### Exercise goal
Rewrite only the material from the line with "Would you please place a dot on the woman" through the line with "point(211, 52)", both included, and shift every coordinate in the answer points by -134.

Dataset records about object locations:
——
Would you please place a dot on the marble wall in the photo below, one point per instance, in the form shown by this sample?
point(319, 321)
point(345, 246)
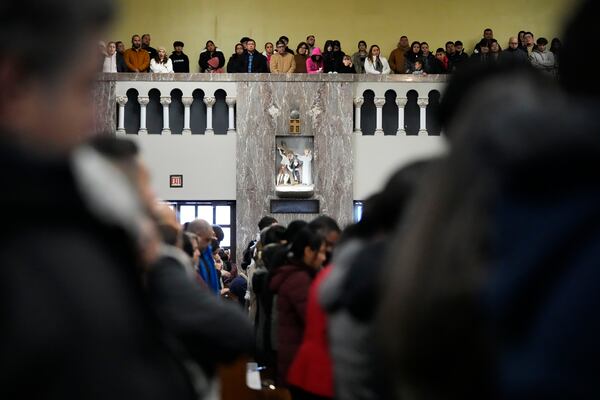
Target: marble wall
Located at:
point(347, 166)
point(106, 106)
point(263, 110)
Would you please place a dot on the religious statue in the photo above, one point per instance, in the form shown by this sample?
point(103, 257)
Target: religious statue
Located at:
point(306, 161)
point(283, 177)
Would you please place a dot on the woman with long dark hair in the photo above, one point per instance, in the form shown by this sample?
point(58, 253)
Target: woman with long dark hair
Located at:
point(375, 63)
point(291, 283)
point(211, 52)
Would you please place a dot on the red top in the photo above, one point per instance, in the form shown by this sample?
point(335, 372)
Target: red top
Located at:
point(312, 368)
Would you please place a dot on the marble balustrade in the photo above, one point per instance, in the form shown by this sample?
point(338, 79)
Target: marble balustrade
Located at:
——
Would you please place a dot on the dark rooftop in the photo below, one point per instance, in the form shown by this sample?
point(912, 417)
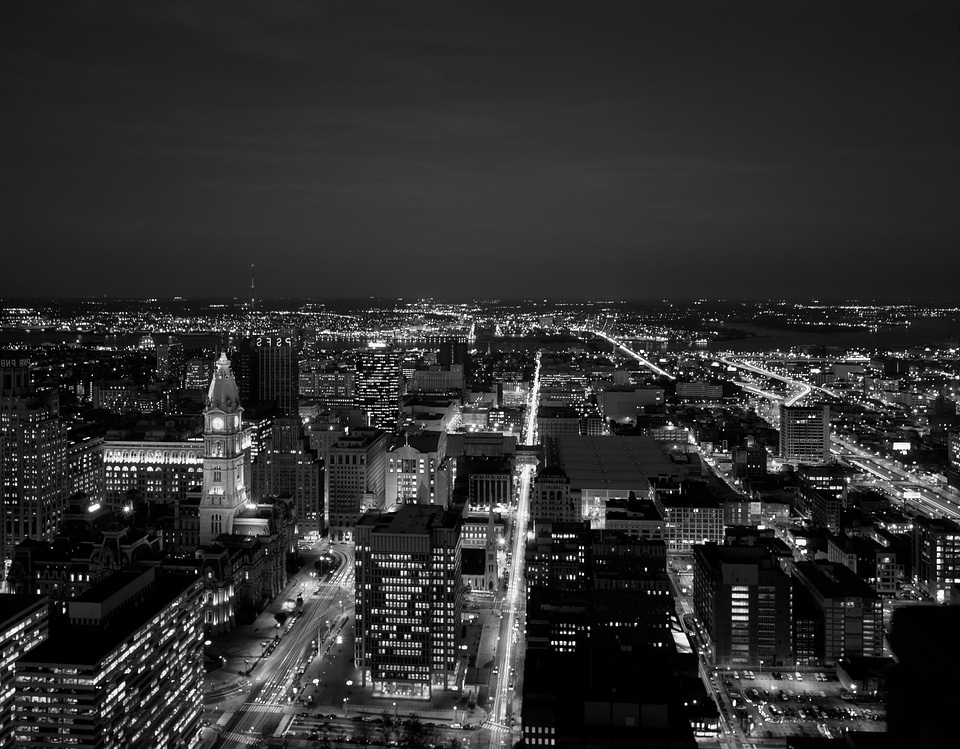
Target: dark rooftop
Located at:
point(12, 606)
——
### Result of the task
Would you please place a dot on the woman with long dark hair in the photo above, one point per instance, in the form shown by this sample?
point(58, 253)
Target: woman with long dark hair
Located at:
point(241, -71)
point(157, 149)
point(77, -82)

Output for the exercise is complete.